→ **TEXT PROVIDED**
--- START ---

What makes a person give up their homeland and relocate somewhere entirely different?

Diane Lane in 2004 film Under the Tuscan Sun.
Diane Lane in 2004 film Under the Tuscan Sun.

What makes a person give up their homeland and relocate somewhere entirely different? Love is a common impetus, work transfers and study provide temporary reasons, but the most interesting determiner, and the one that results in the best memoirs and narratives, is an eagerness to engage with another society and culture. And, invariably, to chronicle the adventure.

The truly immersive of the non-fiction transplant genre get to grips with the minutiae of the writer’s chosen destination. I’ve been dipping into many such books during the past 12 months, marvelling at the bravery, and occasional audacity, of those who’ve forged new lives in often baffling places. Any work by expatriate Englishman Tim Parks, who’s made Italy his home since 1981, gets a tick from me. To understand labyrinthine bureaucracy, from buying a house to a rail ticket, and to get an insight into village life, I particularly recommend Italian Neighbours (1992). Parks’s undiminished love for his adopted home mitigates his frustrating experiences in a way that far surpasses Frances Mayes’s Tuscan idyll and Peter Mayle’s accounts of a Pommie duffer abroad in Provence.

Tales of teaching endeavours in unlikely places? Consider the likes of River Town: Two Years on the Yangtze by Peter Hessler or Beyond the Sky and the Earth: A Journey into Bhutan by Jamie Zeppa. For a lasting conversion, check Driving Over Lemons: An Optimist in Andalucia by Chris Stewart (former drummer for Genesis) and its sequel, The Almond Blossom Appreciation Society, also set in Spain.

Some lesser-known authors rely on catchy titles. I give you: The Year of Living Danishly and Things Can Only Get Feta. Say no more. Others take a more philosophical approach, musing on why, for example, the poetry of place names alone can be enough to entice us. I once considered spending a year in Crackpot, North Yorkshire, just to write a book.

A friend of mine who runs classes in memoir writing emphasises what I’ve long believed. “All of us have life stories to tell,” she says. And a West Australian reader, Graham Shearwood, recently sent me a copy of To Sweden with Love: Memories of the 1970s (Augusta Press), an account of settling in Stockholm in the 1970s, with his wife, Wendy. The sojourn was to spark a lifelong passion. “We didn’t want to live in an expat bubble ... and that meant learning not only the language but the cultural norms,” he says.

In 2009, they returned and bought a holiday cottage in the province of Blekinge, in Sweden’s far southeast corner, which they owned for nine years. The village is called Stora Silpinge. A quick Google search leads to a near-blank local map. The ideal spot to disconnect and write a book, I say.

--- END ---

Reproduce the passage from the text on expatriate memoirs starting at "Some lesser-known authors" and ending at "write a book.". The material that comes after this text is separate from it.

→ **DATASET ENTRIES**
--- START ---

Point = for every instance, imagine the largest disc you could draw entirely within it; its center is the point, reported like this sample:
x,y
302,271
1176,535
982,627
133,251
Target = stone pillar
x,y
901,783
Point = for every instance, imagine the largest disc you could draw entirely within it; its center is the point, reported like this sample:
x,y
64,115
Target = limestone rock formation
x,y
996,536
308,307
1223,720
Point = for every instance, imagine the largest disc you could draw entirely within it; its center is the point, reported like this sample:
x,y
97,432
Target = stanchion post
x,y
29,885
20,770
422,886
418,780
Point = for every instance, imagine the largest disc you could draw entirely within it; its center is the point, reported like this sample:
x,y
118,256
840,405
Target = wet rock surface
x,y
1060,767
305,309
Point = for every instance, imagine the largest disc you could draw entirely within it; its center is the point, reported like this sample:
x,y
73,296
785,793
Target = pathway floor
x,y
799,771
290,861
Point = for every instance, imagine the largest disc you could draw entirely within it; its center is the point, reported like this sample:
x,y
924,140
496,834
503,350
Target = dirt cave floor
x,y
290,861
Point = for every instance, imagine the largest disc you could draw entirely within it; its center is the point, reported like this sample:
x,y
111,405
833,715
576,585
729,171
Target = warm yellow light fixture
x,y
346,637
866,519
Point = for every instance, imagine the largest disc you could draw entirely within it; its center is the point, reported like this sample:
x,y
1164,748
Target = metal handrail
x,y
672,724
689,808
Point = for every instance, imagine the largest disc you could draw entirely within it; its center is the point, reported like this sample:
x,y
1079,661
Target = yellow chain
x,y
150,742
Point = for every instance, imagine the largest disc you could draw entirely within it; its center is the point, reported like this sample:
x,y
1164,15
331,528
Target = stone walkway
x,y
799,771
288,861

--- END ---

→ **ANSWER FOR THIS EXERCISE**
Some lesser-known authors rely on catchy titles. I give you: The Year of Living Danishly and Things Can Only Get Feta. Say no more. Others take a more philosophical approach, musing on why, for example, the poetry of place names alone can be enough to entice us. I once considered spending a year in Crackpot, North Yorkshire, just to write a book.